As is evident from the literature, this challenge could be overcome in synthetic biology by the use of genetic circuits which offer better regulation. What’s more interesting is bottom up synthetic biology, which is best defined as creating high order complex systems using simple and natural components, starting from scratch. In my knowledge, constructing a biological system follows a particular order which is similar to constructing an electrical system. This order starts at DNA codes, which are used to form sensory elements, which are further constructed to form genetic circuits. These genetic circuits are then assembled to form modules. These modules are connected to form networks. When sufficient number of networks are formed between modules, it could be called a biological system. Programming cells and assigning them newer functions is the core objective of synthetic biology. It is evident that biological cells could be used for computing Boolean functions by constructing logic gates, as well as for storing DNA-encoded memory by using recombinases or invertases [5,6].

For example, if I were to create an AND gate using biological elements, I would need a form a circuit in the cell, whose output depends on two inputs and which only gives an output in the presence of both the inputs. In this case, both inputs need to be different i.e. both inputs are either different chemicals or one is a chemical and the other is heat/light. An interesting application of such a circuit is to create a toggle-switch. Researchers have been able to create a toggle switch using two cross-coupled transcription factors, each of which represses the other. Activation of one transcription factor leads to repression of the other, thus allowing one to toggle between the two. The expression of both Transcription Factor 1 (TF1) and Transcription Factor 2 (TF2) are regulated by two different input signals, say, for example TF1 is controlled by heat whereas TF2 is controlled by IPTG. Now, if the cell was subjected to a higher temperature than usual, one would observe expression of TF1 only and if the cell was grown in a media containing IPTG, one would observe expression of TF2 only. Thus, based on which transcription factor is required, the researcher can switch between the two by using heat or IPTG as a remote. Moreover, such genetic circuits could be transferred from mother to the daughter cells over many generations, thus implying that cells can not only be used to compute functions but can also be used for storing memory.

★ ★ ★ ★ ★

◆ APPLY WHAT YOU READ
[1] Answer these questions using the synthetic biology passage:
(a) How does the passage define bottom up synthetic biology?
(b) What are genetic circuits assembled to form?
(c) In the toggle-switch example, what controls TF2?
[2] Pick up the synthetic biology passage after its final sentence and keep it going for one more paragraph.
You won't need the items to work with the synthetic biology passage.

[Entries drawn from a collection]
★ ★ ★ ★ ★

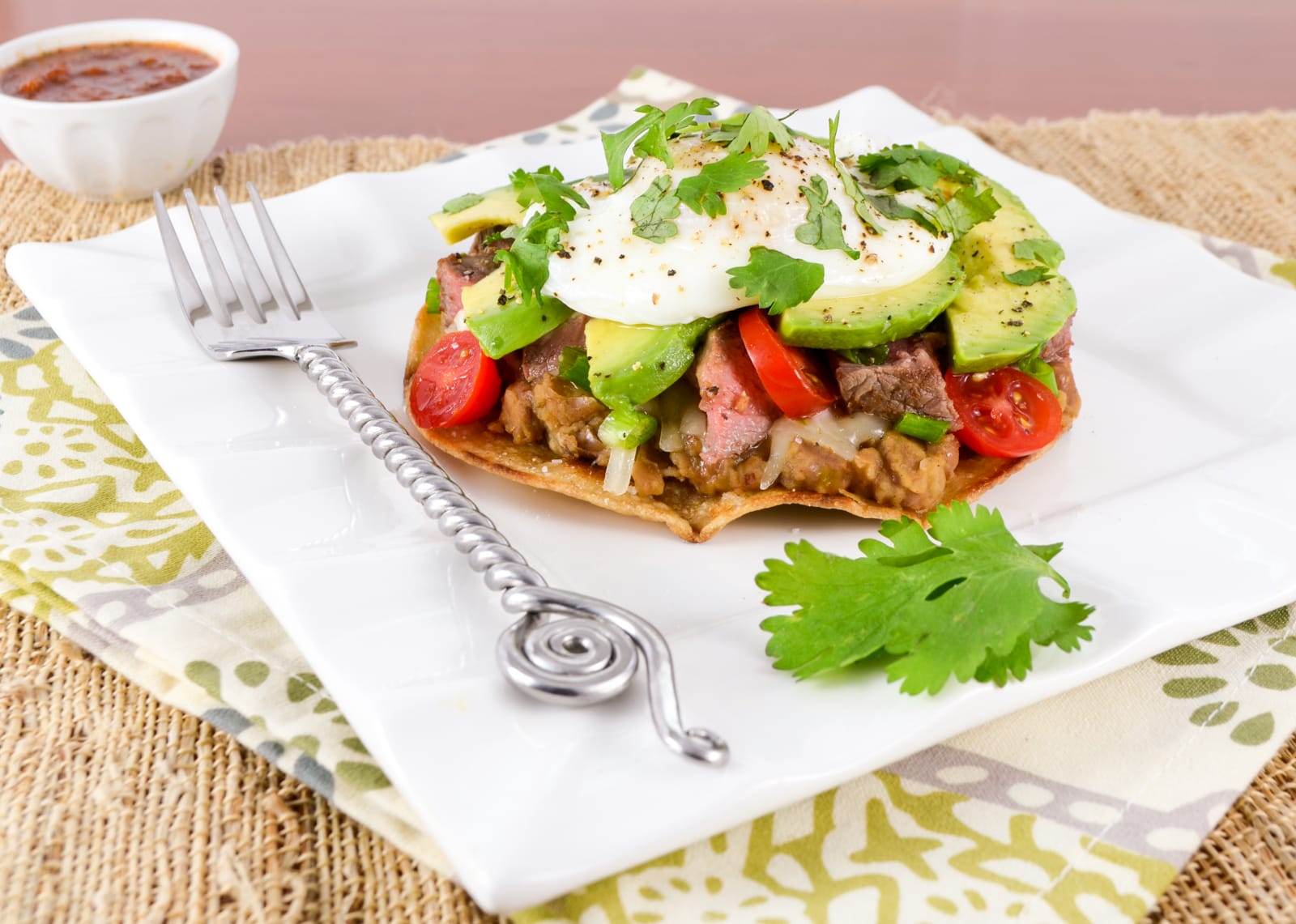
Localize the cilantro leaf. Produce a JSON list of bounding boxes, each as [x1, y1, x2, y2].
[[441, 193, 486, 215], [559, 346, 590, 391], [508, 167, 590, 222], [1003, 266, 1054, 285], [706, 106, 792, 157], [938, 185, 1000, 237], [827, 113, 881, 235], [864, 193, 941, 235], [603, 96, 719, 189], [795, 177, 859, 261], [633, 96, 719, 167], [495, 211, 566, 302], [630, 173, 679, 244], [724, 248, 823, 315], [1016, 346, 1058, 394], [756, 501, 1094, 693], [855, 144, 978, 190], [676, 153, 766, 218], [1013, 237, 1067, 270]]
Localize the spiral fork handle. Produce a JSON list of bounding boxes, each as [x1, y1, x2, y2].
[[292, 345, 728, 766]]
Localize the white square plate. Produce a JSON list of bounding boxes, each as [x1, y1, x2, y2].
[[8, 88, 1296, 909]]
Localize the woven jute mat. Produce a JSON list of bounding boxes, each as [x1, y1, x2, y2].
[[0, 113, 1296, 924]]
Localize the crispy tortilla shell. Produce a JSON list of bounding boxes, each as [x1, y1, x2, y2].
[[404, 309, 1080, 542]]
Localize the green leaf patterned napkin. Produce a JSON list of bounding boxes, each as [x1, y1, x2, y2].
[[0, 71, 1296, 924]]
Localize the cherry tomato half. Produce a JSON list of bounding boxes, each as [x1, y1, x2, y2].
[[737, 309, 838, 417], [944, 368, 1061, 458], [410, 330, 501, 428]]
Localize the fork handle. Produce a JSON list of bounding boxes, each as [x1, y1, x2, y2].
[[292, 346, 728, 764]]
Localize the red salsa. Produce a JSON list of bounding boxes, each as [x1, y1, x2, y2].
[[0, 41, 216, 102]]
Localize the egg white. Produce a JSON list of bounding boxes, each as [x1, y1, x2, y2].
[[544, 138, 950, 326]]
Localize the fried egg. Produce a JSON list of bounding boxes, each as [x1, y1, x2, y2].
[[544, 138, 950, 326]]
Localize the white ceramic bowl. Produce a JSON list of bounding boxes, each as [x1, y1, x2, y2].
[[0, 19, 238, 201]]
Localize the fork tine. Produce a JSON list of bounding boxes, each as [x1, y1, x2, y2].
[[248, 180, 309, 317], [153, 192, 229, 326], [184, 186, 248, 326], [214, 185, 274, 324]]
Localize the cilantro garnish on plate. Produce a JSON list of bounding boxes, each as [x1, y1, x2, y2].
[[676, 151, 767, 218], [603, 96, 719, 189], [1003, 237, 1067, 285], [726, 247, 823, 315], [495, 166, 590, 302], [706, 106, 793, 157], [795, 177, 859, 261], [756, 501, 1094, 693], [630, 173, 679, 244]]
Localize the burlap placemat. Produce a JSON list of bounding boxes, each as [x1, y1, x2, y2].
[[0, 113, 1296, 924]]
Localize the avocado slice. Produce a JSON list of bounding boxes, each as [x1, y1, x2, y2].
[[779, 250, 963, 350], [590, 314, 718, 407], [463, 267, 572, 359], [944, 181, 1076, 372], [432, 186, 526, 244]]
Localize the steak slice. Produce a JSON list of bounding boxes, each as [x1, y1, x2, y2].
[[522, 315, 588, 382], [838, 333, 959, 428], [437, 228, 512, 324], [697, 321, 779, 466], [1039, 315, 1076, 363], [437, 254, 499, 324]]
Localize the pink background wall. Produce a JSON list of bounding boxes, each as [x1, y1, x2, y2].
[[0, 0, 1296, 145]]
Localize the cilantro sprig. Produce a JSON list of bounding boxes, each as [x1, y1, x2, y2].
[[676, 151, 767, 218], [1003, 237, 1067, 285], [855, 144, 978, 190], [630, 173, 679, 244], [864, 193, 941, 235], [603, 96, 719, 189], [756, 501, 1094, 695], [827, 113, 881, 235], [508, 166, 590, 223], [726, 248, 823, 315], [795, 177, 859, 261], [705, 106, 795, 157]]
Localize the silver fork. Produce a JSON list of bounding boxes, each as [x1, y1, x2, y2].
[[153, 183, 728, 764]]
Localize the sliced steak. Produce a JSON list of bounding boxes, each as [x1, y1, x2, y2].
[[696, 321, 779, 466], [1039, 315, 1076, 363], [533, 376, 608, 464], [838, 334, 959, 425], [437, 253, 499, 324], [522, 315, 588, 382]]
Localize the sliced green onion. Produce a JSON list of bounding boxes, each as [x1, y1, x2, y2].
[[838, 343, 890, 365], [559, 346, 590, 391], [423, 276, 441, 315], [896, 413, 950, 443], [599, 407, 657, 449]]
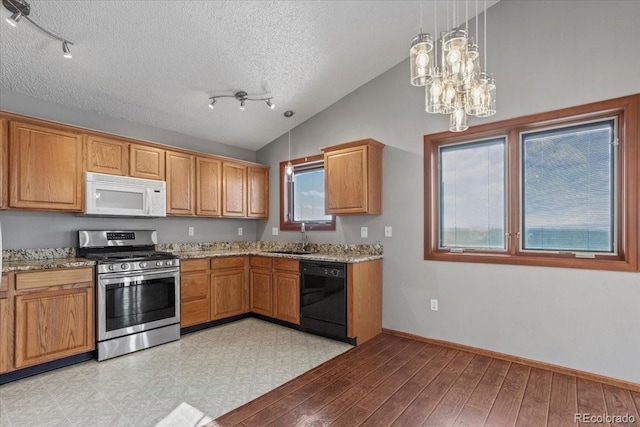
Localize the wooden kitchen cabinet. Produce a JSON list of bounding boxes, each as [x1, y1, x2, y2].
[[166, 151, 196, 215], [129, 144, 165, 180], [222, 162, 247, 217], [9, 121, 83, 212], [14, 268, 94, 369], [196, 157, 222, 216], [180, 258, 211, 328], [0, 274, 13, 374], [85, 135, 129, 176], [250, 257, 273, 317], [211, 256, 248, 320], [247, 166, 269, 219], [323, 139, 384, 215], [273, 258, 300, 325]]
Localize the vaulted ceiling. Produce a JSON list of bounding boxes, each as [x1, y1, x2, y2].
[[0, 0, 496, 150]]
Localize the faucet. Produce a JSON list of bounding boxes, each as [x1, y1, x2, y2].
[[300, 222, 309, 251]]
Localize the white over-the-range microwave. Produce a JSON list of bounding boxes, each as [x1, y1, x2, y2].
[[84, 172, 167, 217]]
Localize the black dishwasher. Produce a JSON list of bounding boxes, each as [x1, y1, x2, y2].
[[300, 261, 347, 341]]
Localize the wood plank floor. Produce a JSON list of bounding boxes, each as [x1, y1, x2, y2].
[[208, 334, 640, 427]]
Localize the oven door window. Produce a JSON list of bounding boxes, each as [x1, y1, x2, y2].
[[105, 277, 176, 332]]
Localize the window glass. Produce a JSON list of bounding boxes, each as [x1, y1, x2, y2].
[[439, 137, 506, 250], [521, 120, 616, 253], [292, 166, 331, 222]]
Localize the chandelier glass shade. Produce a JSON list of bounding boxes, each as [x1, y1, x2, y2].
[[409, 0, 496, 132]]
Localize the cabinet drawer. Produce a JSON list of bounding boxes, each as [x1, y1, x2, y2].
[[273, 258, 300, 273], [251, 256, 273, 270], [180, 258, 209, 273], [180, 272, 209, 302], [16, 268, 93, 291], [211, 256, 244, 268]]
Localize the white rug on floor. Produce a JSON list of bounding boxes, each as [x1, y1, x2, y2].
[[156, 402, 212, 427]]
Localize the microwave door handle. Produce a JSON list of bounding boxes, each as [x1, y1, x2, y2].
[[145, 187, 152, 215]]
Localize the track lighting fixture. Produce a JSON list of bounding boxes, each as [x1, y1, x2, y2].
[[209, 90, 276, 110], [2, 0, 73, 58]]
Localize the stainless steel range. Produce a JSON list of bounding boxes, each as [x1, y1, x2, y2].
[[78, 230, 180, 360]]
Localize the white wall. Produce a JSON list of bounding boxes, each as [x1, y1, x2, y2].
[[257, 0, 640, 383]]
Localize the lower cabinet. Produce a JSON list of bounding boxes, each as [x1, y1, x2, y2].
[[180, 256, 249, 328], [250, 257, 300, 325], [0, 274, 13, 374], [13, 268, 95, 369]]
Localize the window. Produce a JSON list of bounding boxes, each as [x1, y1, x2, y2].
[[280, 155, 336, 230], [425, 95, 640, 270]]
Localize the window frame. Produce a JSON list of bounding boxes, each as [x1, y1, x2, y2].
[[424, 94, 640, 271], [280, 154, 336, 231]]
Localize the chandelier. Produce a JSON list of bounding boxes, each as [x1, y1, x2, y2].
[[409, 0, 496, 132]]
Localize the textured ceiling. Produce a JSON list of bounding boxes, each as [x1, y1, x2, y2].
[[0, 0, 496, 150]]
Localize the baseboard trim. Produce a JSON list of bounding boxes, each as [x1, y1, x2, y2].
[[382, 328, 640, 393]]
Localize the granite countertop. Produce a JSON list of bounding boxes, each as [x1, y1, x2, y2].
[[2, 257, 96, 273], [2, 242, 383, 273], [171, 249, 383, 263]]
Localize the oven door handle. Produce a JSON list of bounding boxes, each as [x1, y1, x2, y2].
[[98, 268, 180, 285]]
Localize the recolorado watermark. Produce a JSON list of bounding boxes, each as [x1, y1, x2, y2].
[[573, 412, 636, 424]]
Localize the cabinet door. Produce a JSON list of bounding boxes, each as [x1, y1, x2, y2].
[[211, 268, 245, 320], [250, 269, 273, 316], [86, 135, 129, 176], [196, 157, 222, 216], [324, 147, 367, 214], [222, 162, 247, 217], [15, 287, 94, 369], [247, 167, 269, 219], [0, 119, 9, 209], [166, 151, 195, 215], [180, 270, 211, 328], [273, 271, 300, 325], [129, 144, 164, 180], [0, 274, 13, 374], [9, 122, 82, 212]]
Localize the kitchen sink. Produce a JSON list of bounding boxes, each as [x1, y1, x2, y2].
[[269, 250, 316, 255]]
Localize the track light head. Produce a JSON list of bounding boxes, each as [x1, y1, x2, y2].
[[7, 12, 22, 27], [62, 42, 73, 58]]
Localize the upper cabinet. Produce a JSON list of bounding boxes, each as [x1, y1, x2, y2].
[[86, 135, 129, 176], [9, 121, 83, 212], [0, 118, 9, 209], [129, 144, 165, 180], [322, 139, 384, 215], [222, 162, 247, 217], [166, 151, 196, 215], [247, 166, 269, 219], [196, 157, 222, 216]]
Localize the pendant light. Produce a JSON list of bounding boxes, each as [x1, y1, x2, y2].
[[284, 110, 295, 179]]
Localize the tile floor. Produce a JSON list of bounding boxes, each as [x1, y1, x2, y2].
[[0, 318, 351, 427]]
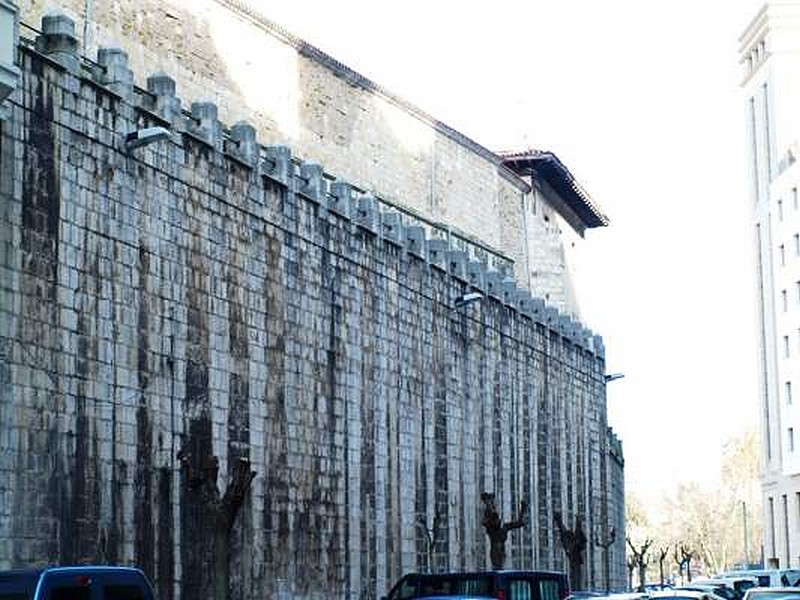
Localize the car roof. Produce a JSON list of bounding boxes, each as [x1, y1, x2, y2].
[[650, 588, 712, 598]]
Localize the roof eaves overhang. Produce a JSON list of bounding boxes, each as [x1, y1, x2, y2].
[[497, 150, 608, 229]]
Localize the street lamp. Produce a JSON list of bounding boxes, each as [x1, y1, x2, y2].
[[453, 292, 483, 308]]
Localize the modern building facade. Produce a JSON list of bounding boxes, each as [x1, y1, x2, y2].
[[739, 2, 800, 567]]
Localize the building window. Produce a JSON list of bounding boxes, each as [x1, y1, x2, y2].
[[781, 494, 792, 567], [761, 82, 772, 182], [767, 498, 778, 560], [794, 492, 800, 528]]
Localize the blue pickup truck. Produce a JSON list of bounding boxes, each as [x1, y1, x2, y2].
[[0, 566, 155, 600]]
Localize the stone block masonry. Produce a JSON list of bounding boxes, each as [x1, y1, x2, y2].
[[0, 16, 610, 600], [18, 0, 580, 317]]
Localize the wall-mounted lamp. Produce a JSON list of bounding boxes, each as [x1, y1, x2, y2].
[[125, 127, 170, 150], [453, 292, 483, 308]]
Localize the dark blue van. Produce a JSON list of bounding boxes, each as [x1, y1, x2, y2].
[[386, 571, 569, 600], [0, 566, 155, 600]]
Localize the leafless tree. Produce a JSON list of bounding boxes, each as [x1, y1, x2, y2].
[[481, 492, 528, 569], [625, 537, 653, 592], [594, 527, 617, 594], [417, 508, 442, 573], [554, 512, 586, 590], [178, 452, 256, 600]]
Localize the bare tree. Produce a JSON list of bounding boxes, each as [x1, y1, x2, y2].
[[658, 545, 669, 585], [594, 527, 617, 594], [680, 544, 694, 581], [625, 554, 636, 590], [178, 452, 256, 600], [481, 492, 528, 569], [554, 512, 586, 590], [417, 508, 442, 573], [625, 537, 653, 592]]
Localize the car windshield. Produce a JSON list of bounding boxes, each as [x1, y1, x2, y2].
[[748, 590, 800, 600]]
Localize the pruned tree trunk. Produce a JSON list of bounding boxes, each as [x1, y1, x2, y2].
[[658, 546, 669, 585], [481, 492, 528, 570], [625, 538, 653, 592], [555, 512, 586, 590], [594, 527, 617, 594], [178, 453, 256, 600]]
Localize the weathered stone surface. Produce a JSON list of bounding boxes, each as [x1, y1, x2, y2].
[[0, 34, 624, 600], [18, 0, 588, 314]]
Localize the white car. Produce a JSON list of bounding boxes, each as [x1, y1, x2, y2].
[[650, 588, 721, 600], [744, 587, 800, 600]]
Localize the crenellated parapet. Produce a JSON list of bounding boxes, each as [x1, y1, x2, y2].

★ ★ ★ ★ ★

◆ ANSWERS TO THE TASKS
[1]
(a) Creating high order complex systems using simple and natural components, starting from scratch.
(b) Modules.
(c) IPTG.

[2]
Based on the certain arguments, it is seemingly clear that use of genetic circuits offers better regulation as well as control, and offer more programmability than vector-based genetic manipulations in GMOs. I also believe that cells are digital in nature and can yield innumerable therapeutic, environmental, industrial and agricultural applications in future, based on computational approaches. The fact that cell could be in one out of two states i.e. either alive or dead, or the fact that DNA could be present in either 3’-5’ or 5’-3’ orientation represents binary language. This implies that if we were to assign a binary value, say 0 to any one of the orientations of a DNA sequence, then the DNA could be switched from binary value of 0 to 1, by simply inverting the sequence from 3’-5’ to 5’-3’ direction using recombinases.